[Records from a data source]

=== Begin Enclosure ===

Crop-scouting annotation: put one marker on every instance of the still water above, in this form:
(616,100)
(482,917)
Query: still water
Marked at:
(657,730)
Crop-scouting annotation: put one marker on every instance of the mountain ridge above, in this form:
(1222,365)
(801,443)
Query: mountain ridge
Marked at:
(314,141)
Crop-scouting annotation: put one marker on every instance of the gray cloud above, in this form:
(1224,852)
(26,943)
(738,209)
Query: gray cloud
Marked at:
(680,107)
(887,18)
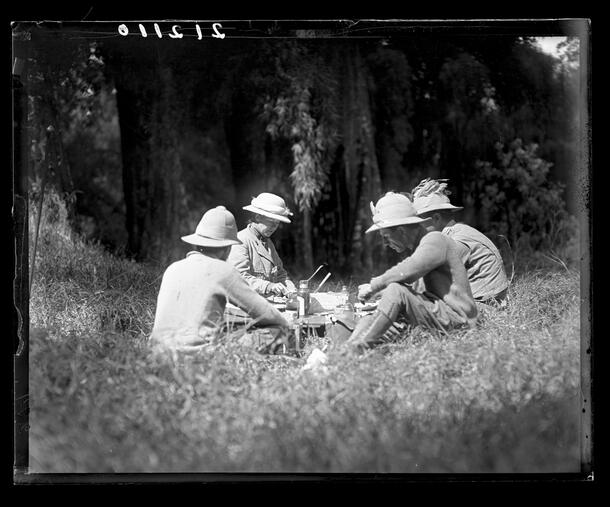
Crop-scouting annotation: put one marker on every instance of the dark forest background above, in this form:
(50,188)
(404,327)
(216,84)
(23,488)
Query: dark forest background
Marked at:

=== End Enclosure ===

▶ Instructions for the task:
Copy out all lines from the records where the word "annotation" appears.

▶ Written answer:
Crop-scouting annotation: put one marker on every instance of the still water above, in this form:
Crop-scouting annotation: put one marker on every instance of the mountain ridge above, in this form:
Crop-scouting annotation: put one marker on every instance of the gray cloud above, in this form:
Crop-scouting annotation: put one marker on every instance of the dark forest background above, in this form:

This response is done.